→ **Document segment**:
Preprocessing the Input Image¶

Since the VGG19 model was trained on ImageNet, we need to preprocess the input image accordingly, resizing, normalizing, and converting it into a tensor format.

In [ ]:
# Function to preprocess the image
def preprocess_image(img_path):
    # Load the image
    img = Image.open(img_path).convert('RGB')

    # Plot the image
    plt.imshow(img)
    plt.axis('off')
    plt.show()

    # Define preprocessing transformations
    preprocess = transforms.Compose([
        transforms.Resize((224, 224)),
        transforms.ToTensor(),
        transforms.Normalize(mean=[0.485, 0.456, 0.406], std=[0.229, 0.224, 0.225])
    ])

    # Apply transformations and add batch dimension
    img_tensor = preprocess(img).unsqueeze(0)
    return img_tensor

# Load and preprocess a sample image
img_path = 'elephant.jpg'
input_image = preprocess_image(img_path)
No description has been provided for this image

Forward Hooking for Activations¶

Why are gradients important? In Grad-CAM, the gradients help identify which parts of an image contribute most to a specific decision made by the model. By calling backward() on the most probable output (logit), we propagate this decision backward through the network to understand which features were most significant.

Why do we need a "hook"? When backpropagation runs, PyTorch computes gradients only for "leaf nodes"—these are tensors that hold parameters like weights and biases. However, intermediate activations, such as those from hidden layers, do not retain their gradients after computation. Since Grad-CAM requires gradients with respect to intermediate activations (specifically the last convolutional layer), we need a way to "catch" these gradients before they’re discarded.

How do hooks work in PyTorch? PyTorch’s hook functions allow us to register callbacks that can modify or store information during forward or backward passes. A backward hook specifically catches gradients as they pass through a layer during backpropagation. For Grad-CAM, we attach a backward hook to the last convolutional layer, allowing us to capture its gradients with respect to the input image before they’re lost.

Setting up a hook on the last convolutional layer: By registering a backward hook to the final convolutional layer, we ensure that we can access and manipulate these specific gradients. The captured gradients are then averaged (pooled) across spatial locations to create "weights" for each feature map, emphasizing which aspects of the image were most influential in the model’s decision.

image.png

Using hooks is essential here because they give us an insight into the network’s interpretability layer-by-layer, allowing for real-time monitoring of gradients without modifying the core model structure.

To access the intermediate activations of the last convolutional layer, we set up a "hook" in PyTorch. Hooks let us register functions to capture gradients or activations at specific layers.

→ **Written instruction**:
Reproduce word for word the stretch of the Grad-CAM notes from "plt.axis('off')" through "img_tensor = preprocess(img).unsqueeze(0)".

→ **Records provided**:

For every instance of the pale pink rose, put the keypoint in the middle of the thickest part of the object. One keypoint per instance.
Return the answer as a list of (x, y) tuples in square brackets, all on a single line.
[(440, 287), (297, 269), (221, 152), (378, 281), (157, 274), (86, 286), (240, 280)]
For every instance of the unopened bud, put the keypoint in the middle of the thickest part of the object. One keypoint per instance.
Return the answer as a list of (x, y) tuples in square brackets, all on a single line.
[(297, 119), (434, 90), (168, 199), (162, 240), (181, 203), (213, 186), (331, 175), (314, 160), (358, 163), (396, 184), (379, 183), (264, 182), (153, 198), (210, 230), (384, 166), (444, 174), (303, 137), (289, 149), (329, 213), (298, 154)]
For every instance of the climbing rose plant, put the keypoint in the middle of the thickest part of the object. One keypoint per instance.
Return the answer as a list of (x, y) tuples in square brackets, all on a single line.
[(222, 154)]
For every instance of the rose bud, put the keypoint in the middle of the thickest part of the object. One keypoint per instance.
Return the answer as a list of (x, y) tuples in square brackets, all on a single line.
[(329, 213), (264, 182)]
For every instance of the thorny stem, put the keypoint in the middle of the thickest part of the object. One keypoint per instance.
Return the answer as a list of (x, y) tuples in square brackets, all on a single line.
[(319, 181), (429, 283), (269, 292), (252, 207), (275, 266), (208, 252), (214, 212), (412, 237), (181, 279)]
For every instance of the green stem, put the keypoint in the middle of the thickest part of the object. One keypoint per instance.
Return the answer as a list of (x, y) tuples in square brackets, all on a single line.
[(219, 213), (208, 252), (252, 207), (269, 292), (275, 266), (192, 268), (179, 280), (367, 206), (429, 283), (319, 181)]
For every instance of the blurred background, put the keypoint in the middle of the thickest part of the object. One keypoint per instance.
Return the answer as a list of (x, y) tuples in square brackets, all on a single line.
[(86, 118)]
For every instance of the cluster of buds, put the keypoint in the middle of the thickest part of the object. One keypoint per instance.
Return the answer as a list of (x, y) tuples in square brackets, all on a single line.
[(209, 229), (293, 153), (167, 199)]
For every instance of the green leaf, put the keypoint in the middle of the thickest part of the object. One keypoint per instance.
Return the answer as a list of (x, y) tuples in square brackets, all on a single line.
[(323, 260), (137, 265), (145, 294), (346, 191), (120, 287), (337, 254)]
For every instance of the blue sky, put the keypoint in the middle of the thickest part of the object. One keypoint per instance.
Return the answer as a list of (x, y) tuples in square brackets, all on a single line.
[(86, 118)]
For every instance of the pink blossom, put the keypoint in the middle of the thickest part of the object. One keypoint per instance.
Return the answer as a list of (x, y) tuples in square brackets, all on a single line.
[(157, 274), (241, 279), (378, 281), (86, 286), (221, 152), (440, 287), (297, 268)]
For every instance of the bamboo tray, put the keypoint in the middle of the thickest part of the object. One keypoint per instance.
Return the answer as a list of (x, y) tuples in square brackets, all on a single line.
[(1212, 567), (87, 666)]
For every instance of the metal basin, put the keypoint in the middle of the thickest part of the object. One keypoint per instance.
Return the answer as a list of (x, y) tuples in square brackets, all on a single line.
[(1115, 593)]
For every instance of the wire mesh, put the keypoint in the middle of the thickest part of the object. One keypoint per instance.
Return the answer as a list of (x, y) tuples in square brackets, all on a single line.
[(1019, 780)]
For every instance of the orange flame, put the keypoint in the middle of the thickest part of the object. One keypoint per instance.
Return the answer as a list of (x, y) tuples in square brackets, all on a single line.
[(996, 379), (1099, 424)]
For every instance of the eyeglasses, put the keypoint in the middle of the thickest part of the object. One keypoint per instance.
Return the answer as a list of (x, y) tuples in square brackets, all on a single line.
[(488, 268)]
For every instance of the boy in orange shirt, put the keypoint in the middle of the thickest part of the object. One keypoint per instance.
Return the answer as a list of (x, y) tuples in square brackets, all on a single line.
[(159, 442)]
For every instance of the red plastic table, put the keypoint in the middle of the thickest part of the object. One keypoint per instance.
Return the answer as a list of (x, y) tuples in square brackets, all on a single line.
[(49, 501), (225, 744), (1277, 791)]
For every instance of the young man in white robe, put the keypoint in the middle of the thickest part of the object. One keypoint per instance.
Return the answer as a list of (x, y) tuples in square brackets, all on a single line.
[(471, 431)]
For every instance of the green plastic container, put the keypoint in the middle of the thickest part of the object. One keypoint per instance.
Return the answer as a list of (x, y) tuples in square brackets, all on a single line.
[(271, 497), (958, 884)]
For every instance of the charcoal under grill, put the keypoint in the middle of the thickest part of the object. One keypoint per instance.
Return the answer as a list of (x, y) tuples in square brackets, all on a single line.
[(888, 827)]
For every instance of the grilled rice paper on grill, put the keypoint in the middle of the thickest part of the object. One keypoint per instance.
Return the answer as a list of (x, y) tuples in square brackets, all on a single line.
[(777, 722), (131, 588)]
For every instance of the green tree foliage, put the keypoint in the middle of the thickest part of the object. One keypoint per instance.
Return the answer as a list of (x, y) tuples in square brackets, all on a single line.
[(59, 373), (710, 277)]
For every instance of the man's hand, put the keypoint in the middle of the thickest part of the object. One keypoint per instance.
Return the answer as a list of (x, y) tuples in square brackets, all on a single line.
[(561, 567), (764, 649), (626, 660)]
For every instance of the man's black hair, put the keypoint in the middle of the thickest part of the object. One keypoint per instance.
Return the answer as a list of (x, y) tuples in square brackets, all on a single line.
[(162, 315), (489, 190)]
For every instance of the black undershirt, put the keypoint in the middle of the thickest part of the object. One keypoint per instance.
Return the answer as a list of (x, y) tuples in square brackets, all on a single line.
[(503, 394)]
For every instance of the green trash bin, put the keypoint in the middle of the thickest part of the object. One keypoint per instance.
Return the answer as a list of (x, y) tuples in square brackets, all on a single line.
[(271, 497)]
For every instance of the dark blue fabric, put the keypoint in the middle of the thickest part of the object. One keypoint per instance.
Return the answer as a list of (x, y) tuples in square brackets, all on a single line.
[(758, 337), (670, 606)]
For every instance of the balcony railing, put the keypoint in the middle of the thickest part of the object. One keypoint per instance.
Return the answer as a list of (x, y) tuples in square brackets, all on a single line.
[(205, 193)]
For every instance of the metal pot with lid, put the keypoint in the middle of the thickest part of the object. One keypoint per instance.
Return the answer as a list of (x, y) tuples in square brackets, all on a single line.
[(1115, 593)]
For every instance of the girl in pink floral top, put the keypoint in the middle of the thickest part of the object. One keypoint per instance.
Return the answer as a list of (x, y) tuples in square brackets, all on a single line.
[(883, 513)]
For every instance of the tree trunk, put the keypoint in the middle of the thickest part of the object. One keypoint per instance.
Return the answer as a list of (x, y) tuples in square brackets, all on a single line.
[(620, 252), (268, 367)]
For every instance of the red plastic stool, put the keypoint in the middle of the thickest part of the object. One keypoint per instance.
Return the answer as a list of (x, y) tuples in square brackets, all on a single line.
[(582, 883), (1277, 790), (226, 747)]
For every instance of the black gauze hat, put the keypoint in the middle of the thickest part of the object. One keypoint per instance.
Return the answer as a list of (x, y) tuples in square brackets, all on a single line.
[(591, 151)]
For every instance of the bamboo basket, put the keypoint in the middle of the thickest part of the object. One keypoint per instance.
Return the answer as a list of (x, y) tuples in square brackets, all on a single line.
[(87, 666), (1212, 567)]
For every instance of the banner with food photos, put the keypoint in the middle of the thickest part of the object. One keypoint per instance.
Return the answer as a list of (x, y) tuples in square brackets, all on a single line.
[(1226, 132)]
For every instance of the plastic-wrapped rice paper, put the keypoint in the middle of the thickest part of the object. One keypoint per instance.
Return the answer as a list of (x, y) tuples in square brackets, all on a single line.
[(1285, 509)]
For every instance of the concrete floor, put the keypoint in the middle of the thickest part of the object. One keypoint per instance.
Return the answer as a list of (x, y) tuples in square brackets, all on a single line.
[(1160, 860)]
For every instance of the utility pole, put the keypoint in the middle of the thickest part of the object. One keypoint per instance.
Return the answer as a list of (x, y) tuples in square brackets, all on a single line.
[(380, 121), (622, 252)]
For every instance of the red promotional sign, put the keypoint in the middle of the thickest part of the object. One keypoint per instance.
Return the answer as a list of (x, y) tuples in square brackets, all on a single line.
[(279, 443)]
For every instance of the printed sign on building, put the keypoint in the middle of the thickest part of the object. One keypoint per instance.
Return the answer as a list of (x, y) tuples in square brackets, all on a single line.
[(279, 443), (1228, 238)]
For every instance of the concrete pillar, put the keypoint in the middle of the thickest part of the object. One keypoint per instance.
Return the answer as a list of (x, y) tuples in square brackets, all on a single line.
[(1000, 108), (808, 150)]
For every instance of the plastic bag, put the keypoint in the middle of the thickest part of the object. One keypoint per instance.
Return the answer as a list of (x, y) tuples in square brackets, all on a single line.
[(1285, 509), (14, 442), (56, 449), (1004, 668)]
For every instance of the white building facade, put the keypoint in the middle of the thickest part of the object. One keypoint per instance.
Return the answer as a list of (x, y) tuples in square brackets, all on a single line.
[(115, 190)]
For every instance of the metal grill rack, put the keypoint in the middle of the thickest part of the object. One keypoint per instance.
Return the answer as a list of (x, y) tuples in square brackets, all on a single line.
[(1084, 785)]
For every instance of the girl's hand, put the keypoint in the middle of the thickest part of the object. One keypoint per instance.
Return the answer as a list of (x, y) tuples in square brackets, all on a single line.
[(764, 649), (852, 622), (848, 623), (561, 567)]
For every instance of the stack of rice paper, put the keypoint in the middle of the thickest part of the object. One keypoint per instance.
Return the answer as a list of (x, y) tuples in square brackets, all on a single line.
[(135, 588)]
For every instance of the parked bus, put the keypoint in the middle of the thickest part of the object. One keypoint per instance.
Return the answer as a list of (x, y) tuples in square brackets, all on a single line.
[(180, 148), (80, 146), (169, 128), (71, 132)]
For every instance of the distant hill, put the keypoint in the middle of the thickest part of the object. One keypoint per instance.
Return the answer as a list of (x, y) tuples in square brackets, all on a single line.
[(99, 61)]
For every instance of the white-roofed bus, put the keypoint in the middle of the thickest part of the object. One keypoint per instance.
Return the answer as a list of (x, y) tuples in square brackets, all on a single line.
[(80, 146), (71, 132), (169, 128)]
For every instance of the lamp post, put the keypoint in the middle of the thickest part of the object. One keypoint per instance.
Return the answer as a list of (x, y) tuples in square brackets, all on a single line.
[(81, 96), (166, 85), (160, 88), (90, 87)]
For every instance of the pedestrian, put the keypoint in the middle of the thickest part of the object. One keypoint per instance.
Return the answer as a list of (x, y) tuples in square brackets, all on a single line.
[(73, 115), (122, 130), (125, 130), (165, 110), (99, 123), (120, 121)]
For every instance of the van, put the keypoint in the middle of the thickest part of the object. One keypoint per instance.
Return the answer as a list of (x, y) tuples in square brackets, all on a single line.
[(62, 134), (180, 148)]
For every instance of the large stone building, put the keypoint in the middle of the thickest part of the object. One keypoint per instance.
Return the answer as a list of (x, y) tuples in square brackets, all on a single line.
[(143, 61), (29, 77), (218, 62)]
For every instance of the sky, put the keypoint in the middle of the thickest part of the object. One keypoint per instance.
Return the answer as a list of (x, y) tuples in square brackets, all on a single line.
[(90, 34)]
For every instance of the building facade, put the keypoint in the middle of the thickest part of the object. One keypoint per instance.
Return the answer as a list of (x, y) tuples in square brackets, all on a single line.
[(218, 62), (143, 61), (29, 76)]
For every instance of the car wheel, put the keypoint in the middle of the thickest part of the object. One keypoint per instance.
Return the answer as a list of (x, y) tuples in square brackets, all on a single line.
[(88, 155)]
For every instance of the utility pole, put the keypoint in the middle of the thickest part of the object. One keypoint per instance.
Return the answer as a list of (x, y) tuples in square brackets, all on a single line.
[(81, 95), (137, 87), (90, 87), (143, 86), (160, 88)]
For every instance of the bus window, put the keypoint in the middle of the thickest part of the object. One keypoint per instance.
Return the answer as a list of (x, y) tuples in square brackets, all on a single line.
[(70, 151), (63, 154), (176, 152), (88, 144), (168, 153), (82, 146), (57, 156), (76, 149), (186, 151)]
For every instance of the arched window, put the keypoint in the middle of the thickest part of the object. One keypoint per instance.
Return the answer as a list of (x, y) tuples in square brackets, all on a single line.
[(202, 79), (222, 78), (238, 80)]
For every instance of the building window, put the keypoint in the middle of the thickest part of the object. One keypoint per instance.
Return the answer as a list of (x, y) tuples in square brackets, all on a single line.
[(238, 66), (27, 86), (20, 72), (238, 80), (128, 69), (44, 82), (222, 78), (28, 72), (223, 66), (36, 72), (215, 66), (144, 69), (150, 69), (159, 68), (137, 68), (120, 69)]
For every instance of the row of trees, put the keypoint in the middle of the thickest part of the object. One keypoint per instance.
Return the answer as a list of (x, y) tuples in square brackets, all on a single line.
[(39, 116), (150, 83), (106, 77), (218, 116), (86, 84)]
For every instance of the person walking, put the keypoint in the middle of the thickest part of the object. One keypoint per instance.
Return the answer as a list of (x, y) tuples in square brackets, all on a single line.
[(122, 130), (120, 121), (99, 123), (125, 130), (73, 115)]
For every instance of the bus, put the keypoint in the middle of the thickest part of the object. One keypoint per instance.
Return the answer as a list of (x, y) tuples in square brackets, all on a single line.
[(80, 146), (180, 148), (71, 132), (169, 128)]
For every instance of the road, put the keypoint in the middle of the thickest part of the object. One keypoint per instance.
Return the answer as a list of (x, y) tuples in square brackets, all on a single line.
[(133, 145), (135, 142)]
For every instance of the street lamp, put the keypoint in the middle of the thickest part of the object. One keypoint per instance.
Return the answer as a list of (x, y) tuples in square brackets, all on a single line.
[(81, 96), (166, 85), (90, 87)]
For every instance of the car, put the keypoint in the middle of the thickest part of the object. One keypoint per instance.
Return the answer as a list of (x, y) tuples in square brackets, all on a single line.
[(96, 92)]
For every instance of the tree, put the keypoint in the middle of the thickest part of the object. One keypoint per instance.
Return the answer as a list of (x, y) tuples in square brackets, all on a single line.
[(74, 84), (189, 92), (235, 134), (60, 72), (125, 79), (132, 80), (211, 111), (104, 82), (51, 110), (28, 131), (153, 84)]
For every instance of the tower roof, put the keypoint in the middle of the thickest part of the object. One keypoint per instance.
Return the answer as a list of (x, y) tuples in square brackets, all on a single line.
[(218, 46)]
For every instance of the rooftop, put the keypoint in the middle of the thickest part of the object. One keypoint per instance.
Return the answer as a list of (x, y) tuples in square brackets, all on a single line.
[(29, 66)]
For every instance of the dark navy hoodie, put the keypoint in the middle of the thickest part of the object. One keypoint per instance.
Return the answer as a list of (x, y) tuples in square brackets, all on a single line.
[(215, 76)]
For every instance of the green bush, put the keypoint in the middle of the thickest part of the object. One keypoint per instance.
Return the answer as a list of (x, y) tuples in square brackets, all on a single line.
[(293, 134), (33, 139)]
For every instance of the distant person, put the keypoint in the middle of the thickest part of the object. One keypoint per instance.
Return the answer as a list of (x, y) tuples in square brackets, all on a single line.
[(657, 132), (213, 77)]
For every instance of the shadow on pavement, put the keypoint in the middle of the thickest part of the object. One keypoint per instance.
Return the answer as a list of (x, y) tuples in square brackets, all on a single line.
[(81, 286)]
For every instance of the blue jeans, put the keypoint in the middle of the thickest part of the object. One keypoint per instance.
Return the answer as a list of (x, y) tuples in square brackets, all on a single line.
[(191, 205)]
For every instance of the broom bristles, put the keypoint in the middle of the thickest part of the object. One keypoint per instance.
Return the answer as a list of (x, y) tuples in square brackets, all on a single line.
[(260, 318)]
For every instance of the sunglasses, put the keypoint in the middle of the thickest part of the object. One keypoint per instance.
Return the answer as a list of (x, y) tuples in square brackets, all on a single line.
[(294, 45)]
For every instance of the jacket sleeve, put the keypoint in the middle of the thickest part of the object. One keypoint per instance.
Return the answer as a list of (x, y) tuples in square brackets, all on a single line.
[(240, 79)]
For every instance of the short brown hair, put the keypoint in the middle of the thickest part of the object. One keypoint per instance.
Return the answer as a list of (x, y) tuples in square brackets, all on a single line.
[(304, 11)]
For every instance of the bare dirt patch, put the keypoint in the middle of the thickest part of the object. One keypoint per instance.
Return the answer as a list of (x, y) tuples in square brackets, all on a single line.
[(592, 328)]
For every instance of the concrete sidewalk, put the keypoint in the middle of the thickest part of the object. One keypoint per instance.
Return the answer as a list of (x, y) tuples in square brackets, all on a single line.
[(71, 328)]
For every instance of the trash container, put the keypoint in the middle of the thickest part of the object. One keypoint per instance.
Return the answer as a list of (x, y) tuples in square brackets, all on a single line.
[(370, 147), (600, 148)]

→ **Full answer**:
plt.axis('off')
    plt.show()

    # Define preprocessing transformations
    preprocess = transforms.Compose([
        transforms.Resize((224, 224)),
        transforms.ToTensor(),
        transforms.Normalize(mean=[0.485, 0.456, 0.406], std=[0.229, 0.224, 0.225])
    ])

    # Apply transformations and add batch dimension
    img_tensor = preprocess(img).unsqueeze(0)